Exercise task A:
From the constituency article, repeat the passage from "Elbe-Elster – Oberspreewald-Lausitz II is an" up to and including "Democratic Party (SPD).".
Exercise task B:
Name every state, district, and municipality mentioned in the article on the Bundestag constituency.
Exercise task C:
Write the next part of the article on the Elbe-Elster – Oberspreewald-Lausitz II constituency, picking up after its last sentence.

Document extract:
Elbe-Elster – Oberspreewald-Lausitz II is an electoral constituency (German: Wahlkreis) represented in the Bundestag. It elects one member via first-past-the-post voting. Under the current constituency numbering system, it is designated as constituency 65. It is located in southern Brandenburg, comprising the districts of Elbe-Elster and Oberspreewald-Lausitz.

Elbe-Elster – Oberspreewald-Lausitz II was created for the 2002 federal election. Since 2021, it has been represented by Hannes Walter of the Social Democratic Party (SPD).

Geography
Elbe-Elster – Oberspreewald-Lausitz II is located in southern Brandenburg. As of the 2021 federal election, it comprises the Elbe-Elster district and the Oberspreewald-Lausitz district excluding the municipality of Lübbenau.

(Data extracted from a collection)

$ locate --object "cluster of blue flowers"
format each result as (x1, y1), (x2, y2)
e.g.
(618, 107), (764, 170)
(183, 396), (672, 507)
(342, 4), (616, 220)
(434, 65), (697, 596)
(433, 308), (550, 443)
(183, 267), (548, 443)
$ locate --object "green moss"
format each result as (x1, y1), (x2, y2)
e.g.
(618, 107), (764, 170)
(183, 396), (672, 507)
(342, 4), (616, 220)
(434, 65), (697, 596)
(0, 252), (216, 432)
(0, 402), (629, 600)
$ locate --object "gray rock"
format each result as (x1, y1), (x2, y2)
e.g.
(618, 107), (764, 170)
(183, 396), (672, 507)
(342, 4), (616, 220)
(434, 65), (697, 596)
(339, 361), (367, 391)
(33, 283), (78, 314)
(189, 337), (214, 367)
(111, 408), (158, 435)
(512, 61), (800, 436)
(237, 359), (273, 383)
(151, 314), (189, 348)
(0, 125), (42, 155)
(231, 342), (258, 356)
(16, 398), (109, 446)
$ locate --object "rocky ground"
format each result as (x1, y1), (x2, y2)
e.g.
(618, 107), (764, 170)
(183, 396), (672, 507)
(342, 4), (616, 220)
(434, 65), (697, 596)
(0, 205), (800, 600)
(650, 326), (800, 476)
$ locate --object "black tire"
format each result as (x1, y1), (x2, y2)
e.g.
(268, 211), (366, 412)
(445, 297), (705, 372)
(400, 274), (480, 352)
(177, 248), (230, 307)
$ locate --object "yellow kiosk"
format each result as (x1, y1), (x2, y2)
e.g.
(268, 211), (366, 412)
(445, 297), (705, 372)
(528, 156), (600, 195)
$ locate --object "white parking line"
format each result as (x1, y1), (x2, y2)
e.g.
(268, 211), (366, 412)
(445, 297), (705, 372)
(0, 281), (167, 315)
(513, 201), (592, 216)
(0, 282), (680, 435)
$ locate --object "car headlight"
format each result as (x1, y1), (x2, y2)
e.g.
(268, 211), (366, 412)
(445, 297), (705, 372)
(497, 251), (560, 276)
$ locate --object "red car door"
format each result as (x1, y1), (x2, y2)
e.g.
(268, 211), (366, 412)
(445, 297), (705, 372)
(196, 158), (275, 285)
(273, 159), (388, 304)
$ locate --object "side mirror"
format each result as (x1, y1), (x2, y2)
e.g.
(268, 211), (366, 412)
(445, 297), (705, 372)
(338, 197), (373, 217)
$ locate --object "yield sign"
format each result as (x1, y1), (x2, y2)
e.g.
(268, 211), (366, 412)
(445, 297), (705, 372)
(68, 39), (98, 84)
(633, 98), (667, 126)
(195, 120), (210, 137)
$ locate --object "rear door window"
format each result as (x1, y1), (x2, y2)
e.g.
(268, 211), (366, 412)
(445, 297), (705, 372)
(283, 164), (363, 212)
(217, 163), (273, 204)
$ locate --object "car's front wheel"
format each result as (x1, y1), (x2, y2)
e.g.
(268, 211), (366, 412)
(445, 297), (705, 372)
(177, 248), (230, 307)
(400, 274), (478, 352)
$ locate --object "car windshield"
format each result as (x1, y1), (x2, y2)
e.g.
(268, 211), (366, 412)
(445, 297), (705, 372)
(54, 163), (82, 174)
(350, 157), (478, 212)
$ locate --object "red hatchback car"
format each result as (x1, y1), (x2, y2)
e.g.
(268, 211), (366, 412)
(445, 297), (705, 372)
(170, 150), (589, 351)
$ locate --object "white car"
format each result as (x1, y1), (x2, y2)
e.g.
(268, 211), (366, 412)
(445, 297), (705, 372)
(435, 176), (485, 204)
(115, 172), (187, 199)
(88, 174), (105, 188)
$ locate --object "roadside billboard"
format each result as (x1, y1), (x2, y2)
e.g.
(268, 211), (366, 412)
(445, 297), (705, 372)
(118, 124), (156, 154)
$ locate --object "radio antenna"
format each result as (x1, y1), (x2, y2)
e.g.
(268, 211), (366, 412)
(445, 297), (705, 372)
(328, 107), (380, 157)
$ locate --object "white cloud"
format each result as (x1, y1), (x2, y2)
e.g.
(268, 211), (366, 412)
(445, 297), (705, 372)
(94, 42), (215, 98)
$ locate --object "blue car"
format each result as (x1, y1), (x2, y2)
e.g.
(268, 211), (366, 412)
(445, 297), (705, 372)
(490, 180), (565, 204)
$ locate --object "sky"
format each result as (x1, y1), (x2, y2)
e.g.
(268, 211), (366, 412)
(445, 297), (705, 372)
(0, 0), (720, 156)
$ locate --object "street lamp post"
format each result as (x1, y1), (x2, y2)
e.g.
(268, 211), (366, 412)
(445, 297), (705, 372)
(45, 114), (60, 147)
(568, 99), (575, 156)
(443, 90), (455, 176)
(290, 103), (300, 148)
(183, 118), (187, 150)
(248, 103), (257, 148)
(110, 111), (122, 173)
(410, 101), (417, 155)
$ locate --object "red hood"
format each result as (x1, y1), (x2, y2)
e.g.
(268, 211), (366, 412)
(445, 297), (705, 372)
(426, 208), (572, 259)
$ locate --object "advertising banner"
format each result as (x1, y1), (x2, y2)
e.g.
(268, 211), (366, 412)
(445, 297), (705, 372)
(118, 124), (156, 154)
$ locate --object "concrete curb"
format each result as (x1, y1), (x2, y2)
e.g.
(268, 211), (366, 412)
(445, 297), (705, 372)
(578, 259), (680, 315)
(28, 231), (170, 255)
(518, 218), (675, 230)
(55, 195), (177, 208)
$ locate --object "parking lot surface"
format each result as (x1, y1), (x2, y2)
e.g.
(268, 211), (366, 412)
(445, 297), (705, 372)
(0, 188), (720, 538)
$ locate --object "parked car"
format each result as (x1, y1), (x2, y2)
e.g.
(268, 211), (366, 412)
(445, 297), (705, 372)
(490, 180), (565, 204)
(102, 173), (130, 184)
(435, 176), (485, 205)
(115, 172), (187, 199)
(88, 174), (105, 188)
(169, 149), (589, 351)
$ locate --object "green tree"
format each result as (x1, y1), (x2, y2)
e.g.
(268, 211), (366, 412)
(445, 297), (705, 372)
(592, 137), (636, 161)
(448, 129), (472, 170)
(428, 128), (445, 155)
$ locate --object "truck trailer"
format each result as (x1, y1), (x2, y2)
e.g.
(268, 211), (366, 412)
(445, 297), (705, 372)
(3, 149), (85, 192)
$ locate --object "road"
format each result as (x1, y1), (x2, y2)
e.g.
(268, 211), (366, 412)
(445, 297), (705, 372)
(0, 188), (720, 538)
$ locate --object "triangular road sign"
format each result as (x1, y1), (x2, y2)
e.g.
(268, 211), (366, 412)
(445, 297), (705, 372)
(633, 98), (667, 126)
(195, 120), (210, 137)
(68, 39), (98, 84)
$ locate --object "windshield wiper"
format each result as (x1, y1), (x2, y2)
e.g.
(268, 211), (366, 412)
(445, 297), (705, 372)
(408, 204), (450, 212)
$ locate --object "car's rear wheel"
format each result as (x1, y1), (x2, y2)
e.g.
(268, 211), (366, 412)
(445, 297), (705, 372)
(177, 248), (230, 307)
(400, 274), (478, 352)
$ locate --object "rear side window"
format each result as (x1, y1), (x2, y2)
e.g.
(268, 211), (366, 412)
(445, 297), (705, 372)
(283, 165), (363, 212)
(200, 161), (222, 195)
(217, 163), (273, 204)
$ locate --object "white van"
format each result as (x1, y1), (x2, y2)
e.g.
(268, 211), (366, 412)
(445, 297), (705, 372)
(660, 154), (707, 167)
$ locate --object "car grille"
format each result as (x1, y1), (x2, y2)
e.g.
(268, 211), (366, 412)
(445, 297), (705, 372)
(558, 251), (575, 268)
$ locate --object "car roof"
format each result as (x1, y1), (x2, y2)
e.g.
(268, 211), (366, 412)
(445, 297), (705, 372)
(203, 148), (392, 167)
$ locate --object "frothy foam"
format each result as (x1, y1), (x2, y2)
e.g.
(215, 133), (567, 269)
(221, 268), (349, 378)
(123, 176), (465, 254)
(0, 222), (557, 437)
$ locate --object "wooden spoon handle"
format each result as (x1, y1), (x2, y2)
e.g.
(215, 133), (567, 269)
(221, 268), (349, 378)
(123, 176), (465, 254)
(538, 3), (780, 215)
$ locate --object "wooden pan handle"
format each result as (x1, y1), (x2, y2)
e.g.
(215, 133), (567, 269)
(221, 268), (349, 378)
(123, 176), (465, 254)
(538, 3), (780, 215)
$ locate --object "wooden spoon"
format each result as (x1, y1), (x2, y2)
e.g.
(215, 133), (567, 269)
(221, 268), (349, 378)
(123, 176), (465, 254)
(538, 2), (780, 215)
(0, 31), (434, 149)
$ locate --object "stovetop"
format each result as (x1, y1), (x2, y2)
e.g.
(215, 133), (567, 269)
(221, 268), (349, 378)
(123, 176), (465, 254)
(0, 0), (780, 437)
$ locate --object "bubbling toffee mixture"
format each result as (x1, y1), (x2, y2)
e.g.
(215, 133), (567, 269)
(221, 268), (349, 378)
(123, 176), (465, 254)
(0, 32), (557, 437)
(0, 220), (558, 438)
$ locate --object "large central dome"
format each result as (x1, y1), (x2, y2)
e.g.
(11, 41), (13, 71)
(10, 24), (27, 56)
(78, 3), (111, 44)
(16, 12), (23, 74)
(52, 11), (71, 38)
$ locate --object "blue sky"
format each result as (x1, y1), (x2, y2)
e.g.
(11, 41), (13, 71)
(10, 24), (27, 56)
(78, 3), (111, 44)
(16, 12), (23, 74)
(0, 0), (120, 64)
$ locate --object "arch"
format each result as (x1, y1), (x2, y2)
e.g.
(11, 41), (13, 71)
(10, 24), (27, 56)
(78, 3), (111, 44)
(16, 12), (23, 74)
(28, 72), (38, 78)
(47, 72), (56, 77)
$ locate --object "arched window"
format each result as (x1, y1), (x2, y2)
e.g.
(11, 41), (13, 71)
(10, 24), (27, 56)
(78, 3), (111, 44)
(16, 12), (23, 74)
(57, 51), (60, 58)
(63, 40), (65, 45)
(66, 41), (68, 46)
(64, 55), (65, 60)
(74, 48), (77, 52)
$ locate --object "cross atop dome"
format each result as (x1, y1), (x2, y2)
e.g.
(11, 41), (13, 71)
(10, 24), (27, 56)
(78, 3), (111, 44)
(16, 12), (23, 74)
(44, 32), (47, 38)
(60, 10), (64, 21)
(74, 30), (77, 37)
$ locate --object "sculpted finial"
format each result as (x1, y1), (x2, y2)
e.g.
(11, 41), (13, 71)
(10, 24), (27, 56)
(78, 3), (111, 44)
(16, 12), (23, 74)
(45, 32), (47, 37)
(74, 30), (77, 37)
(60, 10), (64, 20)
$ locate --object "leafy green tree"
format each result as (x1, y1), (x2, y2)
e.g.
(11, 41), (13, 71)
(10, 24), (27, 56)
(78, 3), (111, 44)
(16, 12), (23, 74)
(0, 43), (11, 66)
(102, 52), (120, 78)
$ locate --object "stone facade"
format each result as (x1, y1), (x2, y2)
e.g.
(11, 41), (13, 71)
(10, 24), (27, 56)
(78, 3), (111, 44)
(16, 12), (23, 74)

Exercise answer A:
Elbe-Elster – Oberspreewald-Lausitz II is an electoral constituency (German: Wahlkreis) represented in the Bundestag. It elects one member via first-past-the-post voting. Under the current constituency numbering system, it is designated as constituency 65. It is located in southern Brandenburg, comprising the districts of Elbe-Elster and Oberspreewald-Lausitz.

Elbe-Elster – Oberspreewald-Lausitz II was created for the 2002 federal election. Since 2021, it has been represented by Hannes Walter of the Social Democratic Party (SPD).

Exercise answer B:
Brandenburg, Elbe-Elster, Oberspreewald-Lausitz, Lübbenau

Exercise answer C:
History
Elbe-Elster – Oberspreewald-Lausitz II was created in 2002 and contained parts of the abolished constituencies of Senftenberg – Calau – Spremberg and Bad Liebenwerda – Finsterwalde – Herzberg – Lübben – Luckau. In the 2002 and 2005 elections, it was constituency 65 in the numbering system. In the 2009 election, it was number 66. Since the 2013 election, it has been number 65. Its borders have not changed since its creation.

Members
The constituency was first represented by Stephan Hilsberg of the Social Democratic Party (SPD) from 2002 to 2009. Michael Stübgen of the Christian Democratic Union (CDU) was elected in the 2009 election, and re-elected in 2013 and 2017. He resigned in November 2019 after being appointed to the state government of Brandenburg. Hannes Walter regained the constituency for the SPD in 2021.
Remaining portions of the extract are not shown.